(Dataset excerpts)

----------------------------------------

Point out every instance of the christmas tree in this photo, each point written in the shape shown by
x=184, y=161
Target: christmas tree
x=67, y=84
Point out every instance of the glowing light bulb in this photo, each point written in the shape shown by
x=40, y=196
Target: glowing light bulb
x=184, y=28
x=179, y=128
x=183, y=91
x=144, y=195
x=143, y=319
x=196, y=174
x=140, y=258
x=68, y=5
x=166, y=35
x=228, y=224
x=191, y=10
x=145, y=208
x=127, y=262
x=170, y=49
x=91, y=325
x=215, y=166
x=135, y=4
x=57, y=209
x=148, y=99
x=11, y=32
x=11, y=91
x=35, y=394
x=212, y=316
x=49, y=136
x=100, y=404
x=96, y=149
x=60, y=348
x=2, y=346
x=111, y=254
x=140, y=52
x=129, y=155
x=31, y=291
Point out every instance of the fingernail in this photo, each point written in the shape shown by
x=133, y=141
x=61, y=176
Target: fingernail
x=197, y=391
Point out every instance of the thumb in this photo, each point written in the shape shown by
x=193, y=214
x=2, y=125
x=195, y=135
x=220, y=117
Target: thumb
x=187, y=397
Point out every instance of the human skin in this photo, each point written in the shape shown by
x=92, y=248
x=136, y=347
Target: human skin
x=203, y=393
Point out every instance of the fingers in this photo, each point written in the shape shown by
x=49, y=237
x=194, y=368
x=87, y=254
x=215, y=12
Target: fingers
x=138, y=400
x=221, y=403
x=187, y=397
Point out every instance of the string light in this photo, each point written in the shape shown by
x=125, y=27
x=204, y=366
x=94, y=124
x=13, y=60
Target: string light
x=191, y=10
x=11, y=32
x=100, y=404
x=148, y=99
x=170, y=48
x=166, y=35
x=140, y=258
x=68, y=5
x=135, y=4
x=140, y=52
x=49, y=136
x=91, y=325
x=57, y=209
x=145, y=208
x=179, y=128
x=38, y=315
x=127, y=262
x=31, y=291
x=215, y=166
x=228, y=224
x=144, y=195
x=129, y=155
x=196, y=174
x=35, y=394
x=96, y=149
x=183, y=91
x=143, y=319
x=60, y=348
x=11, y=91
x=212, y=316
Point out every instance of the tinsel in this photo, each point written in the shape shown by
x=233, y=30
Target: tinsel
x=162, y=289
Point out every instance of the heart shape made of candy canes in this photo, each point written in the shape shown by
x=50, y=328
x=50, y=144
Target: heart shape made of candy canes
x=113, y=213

----------------------------------------

REQUIRED ACTION >> Every line from the first entry to the line containing "x=40, y=196" should be transcribed exactly, and nothing beyond it.

FINAL ANSWER >>
Point out every instance of the christmas tree in this photo, each point written in the shape shown by
x=184, y=161
Target: christmas tree
x=67, y=84
Point out every instance of the glowing light bulb in this photo, each point written in the shape shown by
x=40, y=196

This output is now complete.